→ **REQUIREMENTS**
Switch "service" to "endpoint" everywhere it occurs in the lines below, and write the lines out again with nothing else altered.

→ **PROVIDED INFORMATION**
:::
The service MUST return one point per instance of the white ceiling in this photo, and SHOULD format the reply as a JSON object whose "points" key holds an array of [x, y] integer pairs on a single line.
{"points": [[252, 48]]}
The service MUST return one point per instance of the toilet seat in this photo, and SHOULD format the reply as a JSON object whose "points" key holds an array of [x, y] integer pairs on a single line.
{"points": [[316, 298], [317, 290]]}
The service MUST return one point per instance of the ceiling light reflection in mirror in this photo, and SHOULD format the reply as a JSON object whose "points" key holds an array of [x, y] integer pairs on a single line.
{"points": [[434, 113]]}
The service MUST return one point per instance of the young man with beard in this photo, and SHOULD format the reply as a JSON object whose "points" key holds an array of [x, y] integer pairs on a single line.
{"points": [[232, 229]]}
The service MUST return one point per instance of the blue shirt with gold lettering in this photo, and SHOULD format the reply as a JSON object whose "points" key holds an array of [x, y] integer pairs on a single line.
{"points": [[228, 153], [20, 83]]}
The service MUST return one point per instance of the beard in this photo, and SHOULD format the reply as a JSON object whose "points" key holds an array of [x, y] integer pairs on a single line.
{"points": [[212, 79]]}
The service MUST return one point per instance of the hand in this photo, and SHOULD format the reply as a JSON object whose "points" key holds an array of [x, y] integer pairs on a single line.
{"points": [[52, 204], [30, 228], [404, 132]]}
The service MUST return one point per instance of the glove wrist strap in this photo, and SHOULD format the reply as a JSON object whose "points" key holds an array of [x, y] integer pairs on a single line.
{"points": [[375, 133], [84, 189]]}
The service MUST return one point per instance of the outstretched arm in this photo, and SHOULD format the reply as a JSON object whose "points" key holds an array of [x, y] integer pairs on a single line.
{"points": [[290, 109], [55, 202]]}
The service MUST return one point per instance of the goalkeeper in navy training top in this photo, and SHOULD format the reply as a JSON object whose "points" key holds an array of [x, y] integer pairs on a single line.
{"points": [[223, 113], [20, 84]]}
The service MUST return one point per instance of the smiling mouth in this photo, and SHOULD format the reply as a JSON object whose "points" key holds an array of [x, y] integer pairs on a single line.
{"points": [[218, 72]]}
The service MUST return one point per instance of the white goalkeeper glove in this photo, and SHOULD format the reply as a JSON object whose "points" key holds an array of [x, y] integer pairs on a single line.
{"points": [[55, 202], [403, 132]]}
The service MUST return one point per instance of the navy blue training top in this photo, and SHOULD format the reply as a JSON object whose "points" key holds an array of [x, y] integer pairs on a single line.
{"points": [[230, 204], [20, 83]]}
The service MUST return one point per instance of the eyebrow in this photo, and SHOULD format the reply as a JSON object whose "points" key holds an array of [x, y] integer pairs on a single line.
:::
→ **SOLUTION TO THIS TASK**
The endpoint MUST return one point per instance of the white ceiling in this photo, and SHOULD format the reply as a JSON object whose "points" key holds an array of [x, y] integer pairs on a single line.
{"points": [[252, 48]]}
The endpoint MUST return one point per instance of the toilet seat in this photo, and SHOULD format the reply as a JSON object whose "points" key holds an array of [x, y] integer pairs on a single line.
{"points": [[316, 298], [317, 290]]}
The endpoint MUST return one point per instance of the ceiling light reflection in mirror in this photo, and SHOULD format the reply as a JSON object whose "points" key holds an array of [x, y] integer pairs on a single line.
{"points": [[434, 113]]}
The endpoint MUST return one point per instance of the young man with beard in this photo, and SHOULD format the reply as a JSON object whose "points" key holds an array of [x, y] integer pairs on a single line.
{"points": [[232, 229]]}
The endpoint MUST return one point per instance of the blue shirt with gold lettering in this photo, and SHOULD format the reply as a JSON object whose "points" key holds an array of [x, y] integer pairs on a single line.
{"points": [[228, 153], [20, 83]]}
The endpoint MUST return one point per instance of the beard in this photo, and SHOULD format the reply as a JSON object whose "points" key holds an array of [x, y] integer pairs on a single line.
{"points": [[212, 79]]}
The endpoint MUST return one point per instance of the hand in this photo, and SHOULD format the reply as a JSON object whose "points" key holds an array of [x, y] integer pairs on a single line.
{"points": [[52, 204], [30, 228], [404, 132]]}
The endpoint MUST return one point per instance of the glove wrist strap in this photo, and SHOULD format the reply as a JSON object whose "points" key holds an array of [x, y] integer pairs on a single line.
{"points": [[375, 133], [84, 189]]}
The endpoint MUST return one point per instance of the outstretched arm in this photo, and SHOULD format the reply as a JSON object whose "points" key holds an array of [x, y] integer pairs on a single line.
{"points": [[290, 109], [55, 202]]}
The endpoint MUST return one point per instance of the goalkeeper in navy training top in this photo, and SHOULD format the reply as a JSON object whose "points" key holds an array of [x, y] integer pairs on a single line.
{"points": [[223, 113], [20, 84]]}
The endpoint MUST return one point per instance of the smiling mouth in this photo, and SHOULD format the reply as a JSON object whose "points" key holds an array of [x, y] integer pairs on a single line.
{"points": [[218, 72]]}
The endpoint MUST return one point per instance of the white goalkeeper glove in this photo, and SHOULD format the reply as a JSON object whose "points" key holds an array of [x, y] integer pairs on a single line.
{"points": [[55, 202], [403, 132]]}
The endpoint MUST return one point per instance of the navy blue training top in this photo, and SHOULD format the reply as a JSON object whose "points" key holds an array of [x, y] integer pairs on a single line.
{"points": [[230, 204], [20, 83]]}
The endpoint MUST return one point per instance of the eyebrow in this photo, and SHOULD format the reply as a JSON object whose "points" key holds an array of [x, y] integer pairs on a single line.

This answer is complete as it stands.